▶ Exercise input
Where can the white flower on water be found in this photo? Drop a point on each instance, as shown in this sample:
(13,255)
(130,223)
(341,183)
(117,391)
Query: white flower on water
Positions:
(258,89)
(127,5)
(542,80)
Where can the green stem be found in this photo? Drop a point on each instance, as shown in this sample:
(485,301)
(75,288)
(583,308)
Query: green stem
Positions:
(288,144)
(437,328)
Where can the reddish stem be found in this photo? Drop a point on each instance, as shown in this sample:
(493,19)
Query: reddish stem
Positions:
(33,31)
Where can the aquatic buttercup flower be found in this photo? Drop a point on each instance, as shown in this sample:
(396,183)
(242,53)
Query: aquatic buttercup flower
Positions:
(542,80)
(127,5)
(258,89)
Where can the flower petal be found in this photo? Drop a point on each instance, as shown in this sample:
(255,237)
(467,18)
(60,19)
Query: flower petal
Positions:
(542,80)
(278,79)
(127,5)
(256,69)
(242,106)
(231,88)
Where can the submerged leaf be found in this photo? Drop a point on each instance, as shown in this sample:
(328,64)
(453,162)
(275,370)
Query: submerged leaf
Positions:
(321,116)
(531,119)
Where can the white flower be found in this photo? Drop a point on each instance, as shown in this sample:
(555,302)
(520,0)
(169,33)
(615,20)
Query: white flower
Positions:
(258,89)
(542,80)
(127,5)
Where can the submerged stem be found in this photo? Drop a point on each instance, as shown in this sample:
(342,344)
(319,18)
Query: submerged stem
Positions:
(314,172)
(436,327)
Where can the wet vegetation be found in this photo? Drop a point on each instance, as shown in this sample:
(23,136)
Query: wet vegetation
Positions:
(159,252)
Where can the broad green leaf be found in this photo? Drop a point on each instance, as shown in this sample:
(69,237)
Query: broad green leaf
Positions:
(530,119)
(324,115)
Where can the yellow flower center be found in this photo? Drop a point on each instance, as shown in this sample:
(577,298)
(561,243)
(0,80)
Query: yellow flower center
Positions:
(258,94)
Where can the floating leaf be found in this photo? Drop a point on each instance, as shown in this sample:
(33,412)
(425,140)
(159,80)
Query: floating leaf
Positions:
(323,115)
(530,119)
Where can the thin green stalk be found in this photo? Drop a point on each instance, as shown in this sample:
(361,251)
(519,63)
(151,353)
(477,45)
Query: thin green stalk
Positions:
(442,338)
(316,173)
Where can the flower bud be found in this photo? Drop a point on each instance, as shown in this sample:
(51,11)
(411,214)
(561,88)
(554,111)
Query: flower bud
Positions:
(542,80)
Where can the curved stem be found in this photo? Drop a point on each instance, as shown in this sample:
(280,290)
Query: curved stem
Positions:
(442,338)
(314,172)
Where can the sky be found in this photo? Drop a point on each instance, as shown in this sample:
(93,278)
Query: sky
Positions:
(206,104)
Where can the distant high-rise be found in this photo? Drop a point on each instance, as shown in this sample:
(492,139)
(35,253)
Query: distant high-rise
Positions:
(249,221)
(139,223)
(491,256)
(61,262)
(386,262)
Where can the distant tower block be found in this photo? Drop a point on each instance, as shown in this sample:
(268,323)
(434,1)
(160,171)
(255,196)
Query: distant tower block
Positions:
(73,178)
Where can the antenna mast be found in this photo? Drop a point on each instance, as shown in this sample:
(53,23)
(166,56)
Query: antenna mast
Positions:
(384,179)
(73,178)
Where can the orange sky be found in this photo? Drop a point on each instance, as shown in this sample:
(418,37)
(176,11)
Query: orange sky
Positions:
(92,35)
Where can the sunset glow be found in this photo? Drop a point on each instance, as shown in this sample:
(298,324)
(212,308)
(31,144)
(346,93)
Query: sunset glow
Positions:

▶ Set problem
Copy all of the records above word for word, without changing anything.

▶ Solved problem
Where can the white flower on water be found in this photo? Drop a point on each instance, as shown in this sample:
(13,255)
(130,223)
(341,183)
(117,391)
Query: white flower on water
Positions:
(258,89)
(127,5)
(542,80)
Where can the green stem be found in this photo? Drop a point on each instance, as shown in this sample:
(485,301)
(75,288)
(583,308)
Query: green stem
Positions:
(288,144)
(437,328)
Where can the reddish stem be found in this photo? Drop a point on each instance, as shown in this sample:
(493,19)
Query: reddish stem
Positions:
(33,31)
Where can the aquatic buttercup flower be found in this photo? Drop a point on each instance, as shown in this sample:
(396,183)
(242,53)
Query: aquatic buttercup flower
Positions:
(542,80)
(127,5)
(258,89)
Where can the flower petal be found in this photo? Drop a point on each instance, as shown in this sample:
(255,237)
(467,18)
(60,19)
Query: flower petal
Positions:
(542,80)
(278,79)
(127,5)
(256,69)
(242,106)
(231,88)
Where can the submerged leaf be found in this photo? Drop a point on each instance, as shown in this sample:
(328,64)
(453,162)
(275,370)
Query: submerged leaf
Positions:
(321,116)
(531,119)
Where can the white flower be found in this photo? Drop a point on each instance, as shown in this sample:
(555,302)
(520,0)
(169,33)
(615,20)
Query: white flower
Positions:
(258,89)
(542,80)
(127,5)
Where can the submerged stem be found in this photo? Drop a point on each instance, as shown in this sample:
(342,344)
(319,18)
Query: submerged stem
Positions:
(314,172)
(436,327)
Where can the wet vegetation be found in this photo? Drop a point on each instance, as shown in this sample:
(23,136)
Query: wet vegetation
Positions:
(159,252)
Where can the broad green leaf be found in this photo? Drop a point on each instance, as shown in this sample:
(69,237)
Query: broad green leaf
Positions:
(530,119)
(324,115)
Where can the yellow flower center be found in this photo? Drop a point on each instance, as shown in this sample:
(577,298)
(561,243)
(0,80)
Query: yellow flower center
Positions:
(258,94)
Where can the floating leaf be found in this photo? Drop a point on each instance, as shown in this sample:
(33,412)
(425,140)
(159,80)
Query: floating leaf
Positions:
(323,115)
(530,119)
Where can the thin green stalk be found in this photo? Drop a point on each instance, as shown in this sample:
(361,251)
(519,63)
(151,353)
(477,45)
Query: thin green stalk
Positions:
(442,338)
(316,173)
Where can the flower bud be found in this photo? Drop a point on each instance, as shown in this sample:
(51,11)
(411,214)
(561,88)
(554,111)
Query: flower bud
Positions:
(542,80)
Where can the curved stem be found in this photo? Drop a point on each instance, as shown in this sample:
(280,290)
Query: curved stem
Positions:
(442,338)
(314,172)
Where can the sky be found in this photo? Drop a point on each instance, as shown in this sample:
(93,278)
Query: sky
Positions:
(206,104)
Where can the distant high-rise be found in this photo? Drop a point on each instance, as shown in this sample:
(492,139)
(35,253)
Query: distant high-rise
Positions:
(249,221)
(139,223)
(491,256)
(61,262)
(386,262)
Where can the distant tower block be found in this photo? Drop a point on each instance, as shown in this sample:
(268,323)
(434,1)
(160,171)
(255,196)
Query: distant tower block
Positions:
(73,178)
Where can the antenna mast be found in this photo? Drop a point on each instance, as shown in this sample:
(53,23)
(166,56)
Query: antenna mast
Positions:
(384,179)
(73,178)
Where can the orange sky be found in this photo? Drop a point on each instance, as shown in this sample:
(418,37)
(176,11)
Query: orange sky
Positions:
(92,35)
Where can the sunset glow be found in this photo? Drop a point on each instance, as shown in this sample:
(298,324)
(212,308)
(31,144)
(346,93)
Query: sunset glow
Positions:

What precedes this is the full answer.